■ O QUE FAZER: Por favor, reproduza sem alterações o trecho do texto sobre a alimentação das crianças que começa em "Não comer direito" e segue até "o tempo todo.".

____ TEXTO APRESENTADO

Não comer direito pode fazer com que as crianças fiquem doentes. Não comer comida suficiente ou comer alimentos e depois vomitar pode causar problemas relacionados ao crescimento e desenvolvimento de uma forma saudável. Se isso continuar por um longo tempo, as crianças podem ficar muito doentes.

Em alguns casos extremos, as crianças iniciam uma dieta e podem ficar extremamente magras e doentes. Por que, então, uma criança faria isso? Bem, não há apenas uma resposta – há muitas.

Alguns dizem que é porque existem muitas modelos excessivamente magras nas revistas, cinema ou TV. Vemos corpos destas pessoas na TV, na Internet ou em uma revista e podemos sentir que queremos ser como elas, também, porque elas parecem ricas e felizes o tempo todo.

Muitas pessoas gostariam de ser mais parecidas com celebridades ou com pessoas mais magras –  afinal não há nada de errado em querer ser mais magro, mais saudável, ou mais feliz. A maioria das crianças, não muda sua alimentação, mas apenas desfruta olhando fotos de pessoas famosas na internet e na TV.

________
____ MATERIAL FORNECIDO

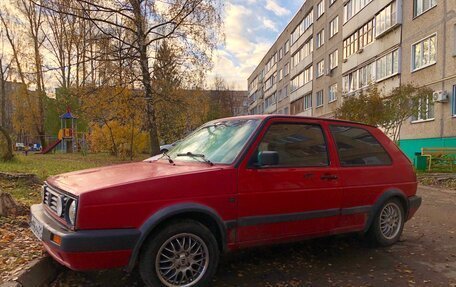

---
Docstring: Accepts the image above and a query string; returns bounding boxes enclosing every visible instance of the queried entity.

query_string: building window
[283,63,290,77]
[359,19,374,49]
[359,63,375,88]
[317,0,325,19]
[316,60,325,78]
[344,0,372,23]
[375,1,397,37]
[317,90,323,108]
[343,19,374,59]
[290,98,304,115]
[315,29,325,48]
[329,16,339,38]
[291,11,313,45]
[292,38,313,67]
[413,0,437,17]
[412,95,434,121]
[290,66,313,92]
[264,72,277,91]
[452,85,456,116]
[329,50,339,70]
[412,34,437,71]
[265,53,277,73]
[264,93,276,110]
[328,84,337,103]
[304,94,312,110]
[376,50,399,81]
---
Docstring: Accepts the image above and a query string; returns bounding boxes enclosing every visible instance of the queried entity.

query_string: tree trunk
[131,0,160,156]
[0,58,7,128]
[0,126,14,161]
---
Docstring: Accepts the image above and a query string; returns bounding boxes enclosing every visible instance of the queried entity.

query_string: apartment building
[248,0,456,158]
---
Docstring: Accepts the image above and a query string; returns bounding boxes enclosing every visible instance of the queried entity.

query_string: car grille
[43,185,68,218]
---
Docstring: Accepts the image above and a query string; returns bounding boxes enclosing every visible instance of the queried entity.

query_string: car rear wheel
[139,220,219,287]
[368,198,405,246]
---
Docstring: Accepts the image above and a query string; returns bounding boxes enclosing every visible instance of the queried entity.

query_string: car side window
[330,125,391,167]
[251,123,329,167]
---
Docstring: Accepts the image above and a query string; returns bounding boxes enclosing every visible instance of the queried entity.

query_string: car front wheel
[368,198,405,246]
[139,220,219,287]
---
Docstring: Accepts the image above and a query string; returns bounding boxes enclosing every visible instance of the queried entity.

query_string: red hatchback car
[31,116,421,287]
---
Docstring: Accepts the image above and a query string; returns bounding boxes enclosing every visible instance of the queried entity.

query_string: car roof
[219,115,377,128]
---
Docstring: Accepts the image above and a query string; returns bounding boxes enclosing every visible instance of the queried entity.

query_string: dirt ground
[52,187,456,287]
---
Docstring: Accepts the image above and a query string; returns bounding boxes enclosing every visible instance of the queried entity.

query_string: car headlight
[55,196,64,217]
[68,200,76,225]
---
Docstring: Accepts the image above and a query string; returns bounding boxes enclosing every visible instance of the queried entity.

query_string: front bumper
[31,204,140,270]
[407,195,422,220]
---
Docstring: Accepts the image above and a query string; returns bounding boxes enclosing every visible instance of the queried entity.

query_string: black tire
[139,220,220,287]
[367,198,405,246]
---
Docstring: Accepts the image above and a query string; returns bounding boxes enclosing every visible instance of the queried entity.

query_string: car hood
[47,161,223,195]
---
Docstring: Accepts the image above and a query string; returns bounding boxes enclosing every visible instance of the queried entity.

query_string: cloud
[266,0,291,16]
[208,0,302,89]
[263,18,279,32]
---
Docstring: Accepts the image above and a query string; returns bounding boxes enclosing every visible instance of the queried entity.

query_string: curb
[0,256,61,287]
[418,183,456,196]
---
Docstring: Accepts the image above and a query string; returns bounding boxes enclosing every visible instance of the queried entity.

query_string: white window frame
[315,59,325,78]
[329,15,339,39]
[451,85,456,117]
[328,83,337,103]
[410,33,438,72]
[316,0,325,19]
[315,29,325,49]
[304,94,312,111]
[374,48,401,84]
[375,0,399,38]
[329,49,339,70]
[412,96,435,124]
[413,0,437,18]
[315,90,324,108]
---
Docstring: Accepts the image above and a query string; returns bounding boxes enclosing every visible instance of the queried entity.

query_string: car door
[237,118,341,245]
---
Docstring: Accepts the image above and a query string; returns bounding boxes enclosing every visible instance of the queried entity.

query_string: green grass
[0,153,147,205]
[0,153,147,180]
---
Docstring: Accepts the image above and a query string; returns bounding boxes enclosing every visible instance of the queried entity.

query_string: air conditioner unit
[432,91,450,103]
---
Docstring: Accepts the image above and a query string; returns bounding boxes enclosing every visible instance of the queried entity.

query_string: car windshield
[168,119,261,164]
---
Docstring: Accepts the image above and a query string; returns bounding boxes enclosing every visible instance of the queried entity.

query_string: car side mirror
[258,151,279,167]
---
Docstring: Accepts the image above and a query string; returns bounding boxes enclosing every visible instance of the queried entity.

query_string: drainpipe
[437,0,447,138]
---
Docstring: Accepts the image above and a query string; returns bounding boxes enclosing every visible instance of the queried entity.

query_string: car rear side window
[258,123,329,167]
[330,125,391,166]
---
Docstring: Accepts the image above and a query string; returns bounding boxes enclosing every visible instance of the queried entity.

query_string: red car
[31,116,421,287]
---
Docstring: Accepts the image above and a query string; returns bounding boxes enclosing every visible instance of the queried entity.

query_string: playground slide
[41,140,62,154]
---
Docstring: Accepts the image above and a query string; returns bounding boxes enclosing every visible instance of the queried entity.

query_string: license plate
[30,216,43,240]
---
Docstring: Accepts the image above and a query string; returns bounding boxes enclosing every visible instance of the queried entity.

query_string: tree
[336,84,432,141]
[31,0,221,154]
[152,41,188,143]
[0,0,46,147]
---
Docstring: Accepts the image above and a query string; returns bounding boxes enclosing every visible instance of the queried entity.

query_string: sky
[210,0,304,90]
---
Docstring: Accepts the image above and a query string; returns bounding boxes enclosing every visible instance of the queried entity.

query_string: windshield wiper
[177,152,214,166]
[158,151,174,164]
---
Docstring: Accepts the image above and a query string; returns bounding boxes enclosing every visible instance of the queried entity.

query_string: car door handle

________

■ RESULTADO ESPERADO:
Não comer direito pode fazer com que as crianças fiquem doentes. Não comer comida suficiente ou comer alimentos e depois vomitar pode causar problemas relacionados ao crescimento e desenvolvimento de uma forma saudável. Se isso continuar por um longo tempo, as crianças podem ficar muito doentes.

Em alguns casos extremos, as crianças iniciam uma dieta e podem ficar extremamente magras e doentes. Por que, então, uma criança faria isso? Bem, não há apenas uma resposta – há muitas.

Alguns dizem que é porque existem muitas modelos excessivamente magras nas revistas, cinema ou TV. Vemos corpos destas pessoas na TV, na Internet ou em uma revista e podemos sentir que queremos ser como elas, também, porque elas parecem ricas e felizes o tempo todo.